═══ GIVEN TEXT ═══

Outdoor steps lead to the base of Bellevue City Hall
Bellevue City Hall (Photo by author)

With a unanimous vote to close out last night’s meeting, Bellevue City Council officially approved the upcoming years-long outreach process for the city’s Comprehensive Plan Update. Although the evening also featured some interesting discussions around noise ordinances and economic development (and I encourage you to read the play-by-play if you’re interested in those types of things), I’d like to particularly focus on this this city council vote, because this outreach process lays fundamental groundwork for how Bellevue will grow and develop over the coming decades.

A quick intro to Comp Plans

Put simply, a Comprehensive Plan (a.k.a. Comp Plan) is effectively a handbook that contains a city’s goals, visions, and policies around growth and development. A product of the Growth Management Act (GMA) of the early 1990s, Comp Plans are intended to minimize the negative impacts of growth, such as environmental degradation, urban sprawl, and housing unaffordability. As a high-level planning document, a Comp Plan is the North Star around which all other city policy is aligned. For example, if a city’s Comp Plan includes a vision of preserving the character of single-family neighborhoods, that vision leads to concrete city policies, decisions, and challenges down the line, such as:

  • opposing a bill that would allow missing middle housing in all areas of the city;
  • slow-walking work to allow backyard cottages in single-family neighborhoods; or
  • a mismatch between expected housing growth and the ability for current zoning to absorb that growth.
Officially, it is Bellevue’s Comprehensive Plan that mandates over 75% of the city’s land area to be single-family zoning. Rezones of parcels like East Main, Wilburton, and private developments are actually, formally speaking, amendments to the Comprehensive Plan. (Credit: City of Bellevue)

Important too is the impact that a Comprehensive Plan has over multiple decades. When the current Comp Plan Update is ratified by the city council two years from now, it will paint a vision for how Bellevue is supposed to look in 2044. And although minor code amendments get made every year, this upcoming process will be the biggest opportunity for residents to have an impact on Bellevue’s urban future for the next eight years, when the City will begin this process anew.

Many ways to get involved in Bellevue

Monday’s vote from City Council didn’t actually do much except direct staff to initiate the outreach process with the wider community. But staff’s presentation did give insight into ways the City will look to connect with community members. Through a statistically-valid survey, Zoom meetings with interested residents, stakeholder groups, and in-person outreach (like tabling and door-knocking), staff aim to engage people of all backgrounds and cultural groups.

═══ EXCERPTED DATA ═══

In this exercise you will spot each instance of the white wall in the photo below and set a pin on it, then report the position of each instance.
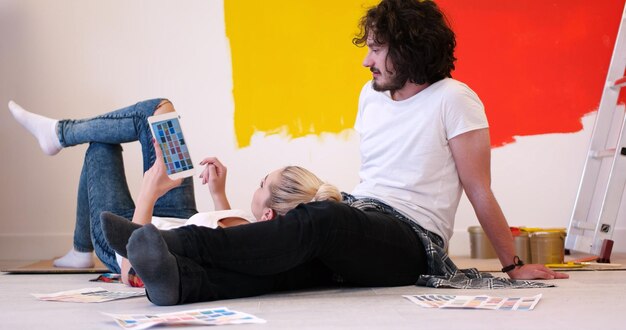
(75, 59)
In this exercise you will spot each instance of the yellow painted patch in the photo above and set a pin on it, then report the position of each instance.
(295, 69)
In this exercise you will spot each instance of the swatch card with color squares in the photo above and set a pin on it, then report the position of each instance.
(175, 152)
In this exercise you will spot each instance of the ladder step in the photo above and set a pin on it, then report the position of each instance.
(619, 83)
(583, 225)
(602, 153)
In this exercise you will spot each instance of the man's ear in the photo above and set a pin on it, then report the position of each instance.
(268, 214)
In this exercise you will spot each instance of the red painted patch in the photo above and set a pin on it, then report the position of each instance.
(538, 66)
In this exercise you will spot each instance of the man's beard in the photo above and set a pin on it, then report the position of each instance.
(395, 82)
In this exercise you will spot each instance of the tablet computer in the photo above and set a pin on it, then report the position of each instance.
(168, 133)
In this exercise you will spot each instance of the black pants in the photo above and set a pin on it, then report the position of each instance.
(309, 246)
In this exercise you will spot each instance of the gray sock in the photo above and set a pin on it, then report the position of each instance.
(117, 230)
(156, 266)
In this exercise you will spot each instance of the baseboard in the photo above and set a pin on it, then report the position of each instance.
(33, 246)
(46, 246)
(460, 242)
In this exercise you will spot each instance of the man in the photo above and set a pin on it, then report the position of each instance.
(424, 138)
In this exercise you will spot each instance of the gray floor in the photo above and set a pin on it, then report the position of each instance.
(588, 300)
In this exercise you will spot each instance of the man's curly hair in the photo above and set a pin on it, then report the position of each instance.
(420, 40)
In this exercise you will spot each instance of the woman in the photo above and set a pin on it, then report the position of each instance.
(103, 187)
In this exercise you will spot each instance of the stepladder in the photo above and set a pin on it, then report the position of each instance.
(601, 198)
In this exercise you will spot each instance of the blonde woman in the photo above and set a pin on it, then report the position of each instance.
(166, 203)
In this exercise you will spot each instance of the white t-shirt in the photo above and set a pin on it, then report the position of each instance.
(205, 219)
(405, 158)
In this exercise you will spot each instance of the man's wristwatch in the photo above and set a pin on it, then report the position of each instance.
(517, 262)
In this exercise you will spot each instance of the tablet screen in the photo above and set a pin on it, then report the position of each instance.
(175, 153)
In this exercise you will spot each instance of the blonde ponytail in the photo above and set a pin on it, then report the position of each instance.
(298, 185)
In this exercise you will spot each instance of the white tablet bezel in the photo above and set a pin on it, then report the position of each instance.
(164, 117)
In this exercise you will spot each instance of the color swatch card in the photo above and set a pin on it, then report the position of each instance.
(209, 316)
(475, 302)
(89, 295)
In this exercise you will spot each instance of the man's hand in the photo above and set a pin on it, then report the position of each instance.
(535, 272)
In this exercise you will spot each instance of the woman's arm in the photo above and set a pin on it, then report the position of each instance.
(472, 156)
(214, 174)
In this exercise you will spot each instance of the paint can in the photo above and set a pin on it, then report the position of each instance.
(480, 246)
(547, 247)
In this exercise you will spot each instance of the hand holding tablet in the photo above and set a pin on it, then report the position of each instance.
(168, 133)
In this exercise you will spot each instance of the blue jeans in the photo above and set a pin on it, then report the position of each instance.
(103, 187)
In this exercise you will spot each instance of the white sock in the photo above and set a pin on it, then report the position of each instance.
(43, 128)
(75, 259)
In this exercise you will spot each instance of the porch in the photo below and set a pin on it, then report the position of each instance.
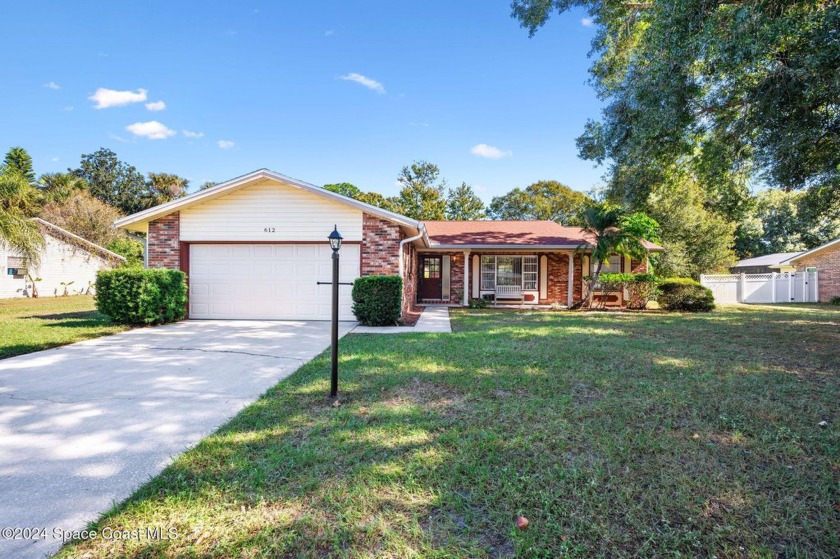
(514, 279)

═══

◆ REQUEST: From the article above on Bellevue's Comprehensive Plan Update, reproduce verbatim the passage between "Monday’s vote from" and "and cultural groups.", inclusive.

◆ WRITTEN REPLY:
Monday’s vote from City Council didn’t actually do much except direct staff to initiate the outreach process with the wider community. But staff’s presentation did give insight into ways the City will look to connect with community members. Through a statistically-valid survey, Zoom meetings with interested residents, stakeholder groups, and in-person outreach (like tabling and door-knocking), staff aim to engage people of all backgrounds and cultural groups.